The mosquito, Anopheles gambiae, is medically significant because it can harbor the malaria parasite, Plasmodium falciparum, and is the primary transmitter of the disease in Africa. Approximately 30 out of 500 Anopheles species are known vectors of human malaria. Malaria afflicts up to 300 million people and kills more than 1 million people a year. In 2002, Celera Genomics completed a draft genome sequence of a laboratory strain of Anopheles gambiae, a hybrid of two naturally occurring species, known as “M” and “S” strains, that can transmit malaria. Researchers expect that sequencing the genomes of the M and S strains, both of which are insecticide-resistant, will help to further efforts to combat malaria. The sequence data will also provide new insights into key structural and functional elements of the Anopheles genome.
The roundworm genome is important because its sequence will aid in comparative annotation of the genomes of other roundworms that have been sequenced, including that of Caenorhabditis elegans, one of the most important model systems for understanding animal development. In addition, Heterorhabditis bacteriophora is widely used as a biological control agent because it kills agricultural insect pests. Understanding its genome will increase insights into biological control, as well as into basic mechanisms of parasitism that may be applicable to parasites of humans.
The zebra finch was chosen because it is a major model system for understanding brain development, learning and memory. Because it is related to the chicken, whose genome has already been sequenced, it will be possible to leverage the chicken genome to get more insight from the zebra finch map.
It has been shown that most segments of the human genome originated long before humans themselves. Consequently, scientists will use the genome sequences of the non-mammalian animals to learn more about how, when and why the genomes of humans and other mammals came to be composed of certain DNA sequences, as well as to gain new insights into the organization of genomes.

_LIST OF TASKS_
A - Write out the part of the genome sequencing text between "It has been" and "organization of genomes.", inclusive.
B - According to the genome sequencing text, why will scientists use the genome sequences of non-mammalian animals to study the human genome? Answer in one to three sentences.

_EXTRACTED RECORDS_
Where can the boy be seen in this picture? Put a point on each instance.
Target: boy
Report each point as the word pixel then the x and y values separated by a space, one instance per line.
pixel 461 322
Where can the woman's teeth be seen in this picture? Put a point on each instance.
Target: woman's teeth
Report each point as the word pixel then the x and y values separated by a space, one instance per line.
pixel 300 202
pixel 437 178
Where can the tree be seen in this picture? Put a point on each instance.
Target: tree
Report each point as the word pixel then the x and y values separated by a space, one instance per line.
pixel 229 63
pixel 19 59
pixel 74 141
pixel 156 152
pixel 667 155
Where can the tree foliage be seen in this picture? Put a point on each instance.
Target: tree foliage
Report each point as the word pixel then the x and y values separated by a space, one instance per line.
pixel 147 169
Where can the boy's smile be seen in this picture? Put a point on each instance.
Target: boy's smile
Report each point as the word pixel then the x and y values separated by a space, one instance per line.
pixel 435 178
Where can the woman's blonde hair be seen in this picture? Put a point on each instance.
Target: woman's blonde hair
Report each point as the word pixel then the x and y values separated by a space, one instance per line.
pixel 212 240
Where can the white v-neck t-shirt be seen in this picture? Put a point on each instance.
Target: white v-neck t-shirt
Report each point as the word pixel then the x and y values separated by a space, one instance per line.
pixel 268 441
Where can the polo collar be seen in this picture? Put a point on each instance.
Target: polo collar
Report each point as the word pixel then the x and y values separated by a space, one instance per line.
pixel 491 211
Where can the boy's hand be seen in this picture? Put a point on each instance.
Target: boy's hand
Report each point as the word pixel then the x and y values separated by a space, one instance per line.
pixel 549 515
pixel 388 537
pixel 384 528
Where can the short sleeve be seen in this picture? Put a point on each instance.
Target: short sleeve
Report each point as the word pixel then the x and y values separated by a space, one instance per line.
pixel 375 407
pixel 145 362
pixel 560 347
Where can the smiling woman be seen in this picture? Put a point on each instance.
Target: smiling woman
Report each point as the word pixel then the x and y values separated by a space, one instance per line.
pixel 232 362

_ANSWERS TO THE TASKS_
A -
It has been shown that most segments of the human genome originated long before humans themselves. Consequently, scientists will use the genome sequences of the non-mammalian animals to learn more about how, when and why the genomes of humans and other mammals came to be composed of certain DNA sequences, as well as to gain new insights into the organization of genomes.

B - Most segments of the human genome originated long before humans themselves. The genome sequences of non-mammalian animals can therefore show how, when and why the genomes of humans and other mammals came to be composed of certain DNA sequences, and can give new insights into the organization of genomes.